[Stored records]
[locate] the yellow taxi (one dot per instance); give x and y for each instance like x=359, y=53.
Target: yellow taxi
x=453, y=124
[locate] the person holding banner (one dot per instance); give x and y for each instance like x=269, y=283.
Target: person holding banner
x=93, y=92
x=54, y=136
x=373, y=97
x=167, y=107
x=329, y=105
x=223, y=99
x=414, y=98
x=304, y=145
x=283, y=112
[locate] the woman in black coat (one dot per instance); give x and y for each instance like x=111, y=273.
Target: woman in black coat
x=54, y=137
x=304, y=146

_PROBLEM REQUIREMENTS_. Every piece of the data is to be set down again exactly.

_WRITTEN SOLUTION_.
[locate] the yellow taxi (one dot per instance); give x and y for each instance like x=359, y=53.
Target: yellow taxi
x=453, y=124
[locate] the person holding banner (one dot per instance); give x and y for each instance like x=269, y=283.
Target: person holding banner
x=93, y=92
x=54, y=136
x=373, y=97
x=167, y=107
x=329, y=105
x=223, y=99
x=414, y=98
x=304, y=145
x=283, y=112
[locate] the woman in black coat (one dot per instance); give x and y for each instance like x=111, y=273.
Target: woman in black coat
x=54, y=137
x=304, y=146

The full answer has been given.